(Pointing and labeling entries)
==================================================

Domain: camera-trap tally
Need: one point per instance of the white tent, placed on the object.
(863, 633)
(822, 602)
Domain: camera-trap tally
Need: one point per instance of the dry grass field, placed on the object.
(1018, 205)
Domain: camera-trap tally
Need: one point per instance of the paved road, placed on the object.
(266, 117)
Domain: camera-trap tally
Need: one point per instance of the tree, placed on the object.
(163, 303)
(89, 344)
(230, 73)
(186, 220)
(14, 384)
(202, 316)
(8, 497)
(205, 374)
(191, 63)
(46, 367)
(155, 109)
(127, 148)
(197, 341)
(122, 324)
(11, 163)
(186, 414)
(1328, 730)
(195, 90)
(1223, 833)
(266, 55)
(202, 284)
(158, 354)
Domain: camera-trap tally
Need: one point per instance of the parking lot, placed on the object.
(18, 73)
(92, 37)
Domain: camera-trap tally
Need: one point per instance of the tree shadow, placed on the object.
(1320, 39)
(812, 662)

==================================================

▶ [THE PROBLEM]
Reproduce the data above, replacing every occurrence of "camera-trap tally" with "wildlife camera count" and leaving everything else unchanged.

▶ [EXERCISE SOLUTION]
Domain: wildlife camera count
Need: one point per instance of the white tent, placed on the object.
(863, 633)
(822, 602)
Domain: wildlife camera count
Need: one point per instance of the dry grass field, placed on the object.
(1018, 205)
Domain: wildlife camera count
Need: one point per instance of the paved road, placed on the object.
(266, 117)
Domain: wildlife camera count
Need: one point per instance of the tree, placed on the object.
(163, 303)
(89, 344)
(230, 73)
(186, 220)
(14, 384)
(202, 316)
(8, 497)
(205, 374)
(191, 63)
(46, 367)
(155, 109)
(127, 148)
(197, 341)
(122, 324)
(11, 163)
(186, 414)
(1328, 730)
(195, 90)
(1223, 833)
(266, 55)
(202, 284)
(158, 354)
Domain: wildlife camera count
Need: one point per instance of the parking lot, placed on the object.
(18, 73)
(92, 37)
Domain: wildlife camera count
Need: one point per instance of the tree shadow, placed on the object.
(1320, 39)
(812, 662)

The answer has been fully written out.